Repeat all of the data below word for word, keeping no images.

### RECORDS SHOWN:
--- START ---

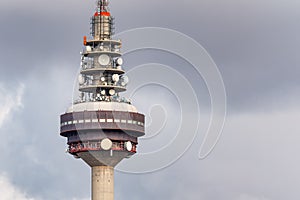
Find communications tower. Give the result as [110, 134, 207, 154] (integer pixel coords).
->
[60, 0, 145, 199]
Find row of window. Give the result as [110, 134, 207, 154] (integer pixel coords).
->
[61, 118, 144, 127]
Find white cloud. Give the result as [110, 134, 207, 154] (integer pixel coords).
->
[0, 83, 24, 127]
[0, 173, 34, 200]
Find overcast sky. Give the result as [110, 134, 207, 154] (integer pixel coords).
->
[0, 0, 300, 199]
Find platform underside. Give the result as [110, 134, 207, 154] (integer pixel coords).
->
[78, 150, 134, 167]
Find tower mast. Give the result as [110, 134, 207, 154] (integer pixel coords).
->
[60, 1, 145, 199]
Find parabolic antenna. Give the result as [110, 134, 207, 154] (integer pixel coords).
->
[100, 76, 106, 82]
[122, 76, 129, 84]
[117, 66, 122, 70]
[120, 75, 129, 86]
[116, 57, 123, 66]
[100, 138, 113, 150]
[98, 54, 110, 66]
[78, 74, 85, 85]
[125, 141, 133, 152]
[109, 89, 115, 95]
[86, 46, 92, 52]
[112, 74, 119, 82]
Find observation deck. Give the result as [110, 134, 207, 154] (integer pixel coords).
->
[60, 0, 145, 169]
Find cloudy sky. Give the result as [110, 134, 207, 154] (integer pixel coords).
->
[0, 0, 300, 199]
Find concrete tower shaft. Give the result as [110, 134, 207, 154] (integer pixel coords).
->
[92, 166, 114, 200]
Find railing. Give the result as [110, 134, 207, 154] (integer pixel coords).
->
[68, 141, 137, 154]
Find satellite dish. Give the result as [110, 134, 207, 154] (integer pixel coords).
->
[98, 54, 110, 66]
[78, 74, 85, 85]
[86, 46, 92, 52]
[100, 138, 112, 150]
[121, 76, 129, 86]
[125, 141, 133, 152]
[101, 90, 106, 95]
[100, 77, 106, 82]
[112, 74, 119, 82]
[123, 76, 129, 84]
[116, 58, 123, 66]
[117, 66, 122, 70]
[109, 89, 115, 96]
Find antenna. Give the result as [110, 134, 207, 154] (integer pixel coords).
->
[60, 1, 145, 199]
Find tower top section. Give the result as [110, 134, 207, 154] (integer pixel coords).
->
[91, 0, 114, 40]
[76, 0, 131, 105]
[94, 0, 111, 17]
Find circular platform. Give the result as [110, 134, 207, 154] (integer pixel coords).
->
[81, 68, 125, 75]
[84, 50, 122, 58]
[86, 39, 122, 46]
[79, 85, 126, 93]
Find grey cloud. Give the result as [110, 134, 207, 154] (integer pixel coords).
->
[0, 0, 299, 199]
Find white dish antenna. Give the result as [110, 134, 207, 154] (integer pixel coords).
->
[109, 89, 115, 96]
[125, 141, 133, 152]
[120, 75, 129, 86]
[86, 46, 92, 52]
[112, 74, 119, 82]
[101, 90, 106, 95]
[98, 54, 110, 66]
[100, 138, 113, 150]
[122, 76, 129, 84]
[100, 77, 106, 82]
[78, 74, 85, 85]
[117, 66, 122, 70]
[116, 57, 123, 66]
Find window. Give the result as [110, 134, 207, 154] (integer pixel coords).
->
[92, 119, 98, 123]
[114, 119, 120, 123]
[107, 119, 113, 123]
[100, 119, 106, 122]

--- END ---

### RESULT OF THIS EXERCISE:
Find communications tower. Give the result as [110, 134, 207, 154] (integer pixel coords).
->
[60, 0, 145, 199]
Find row of window. Give the result as [110, 134, 207, 154] (integer pixel coords).
->
[61, 118, 144, 127]
Find white cloud. Give the result as [110, 134, 207, 154] (integer pixel coords).
->
[0, 83, 24, 127]
[0, 173, 34, 200]
Find overcast sky. Give the result as [110, 134, 207, 154] (integer pixel coords).
->
[0, 0, 300, 199]
Find platform underside. Give the result as [110, 134, 207, 154] (integer pixel coords).
->
[78, 150, 134, 167]
Find tower mast. Give the result as [110, 134, 207, 154] (integer pixel coords).
->
[60, 1, 145, 199]
Find parabolic antenna. Give the result as [110, 134, 207, 154] (integer pixel coords).
->
[100, 76, 106, 82]
[122, 76, 129, 84]
[117, 66, 122, 70]
[120, 75, 129, 86]
[116, 57, 123, 66]
[100, 138, 113, 150]
[98, 54, 110, 66]
[78, 74, 85, 85]
[125, 141, 133, 152]
[109, 89, 115, 95]
[86, 46, 92, 52]
[112, 74, 119, 82]
Find observation deck. Give the result as [110, 134, 207, 154] (integer pixel coords).
->
[60, 0, 145, 169]
Find cloudy sky. Give the result as [110, 134, 207, 154] (integer pixel coords).
->
[0, 0, 300, 199]
Find concrete tower shaft. Give the result as [110, 134, 207, 154] (integer pixel coords).
->
[92, 166, 114, 200]
Find railing. Give the result as [110, 134, 207, 154] (integer pixel coords).
->
[68, 141, 137, 154]
Find satellite dish. Give the result as [110, 134, 207, 154] (integer pixel coords).
->
[98, 54, 110, 66]
[78, 74, 85, 85]
[86, 46, 92, 52]
[100, 138, 112, 150]
[121, 76, 129, 86]
[125, 141, 133, 152]
[101, 90, 106, 95]
[100, 77, 106, 82]
[112, 74, 119, 82]
[123, 76, 129, 84]
[116, 58, 123, 66]
[117, 66, 122, 70]
[109, 89, 115, 96]
Find antenna. Give the result as [110, 134, 207, 154] (integer pixel coords).
->
[60, 1, 145, 199]
Find tower top section. Give the result as [110, 134, 207, 154] (integer pixel coords).
->
[91, 0, 114, 40]
[76, 0, 131, 105]
[94, 0, 111, 17]
Find circular platform. Give the result as [110, 134, 207, 154] (integer pixel coords).
->
[81, 68, 125, 75]
[84, 50, 122, 58]
[86, 39, 122, 46]
[79, 85, 126, 93]
Find grey cloud. Give the result as [110, 134, 207, 154] (integer pixel coords).
->
[0, 0, 299, 199]
Find white dish antenna. Give the result as [110, 134, 207, 154] (integer pixel coords).
->
[109, 89, 115, 96]
[125, 141, 133, 152]
[120, 75, 129, 86]
[86, 46, 92, 52]
[112, 74, 119, 82]
[101, 90, 106, 95]
[98, 54, 110, 66]
[100, 138, 113, 150]
[122, 76, 129, 84]
[100, 77, 106, 82]
[78, 74, 85, 85]
[117, 66, 122, 70]
[116, 57, 123, 66]
Find window. Give the result as [110, 134, 207, 154] (integer pixel coords).
->
[92, 119, 98, 123]
[114, 119, 120, 123]
[107, 119, 113, 123]
[100, 119, 106, 122]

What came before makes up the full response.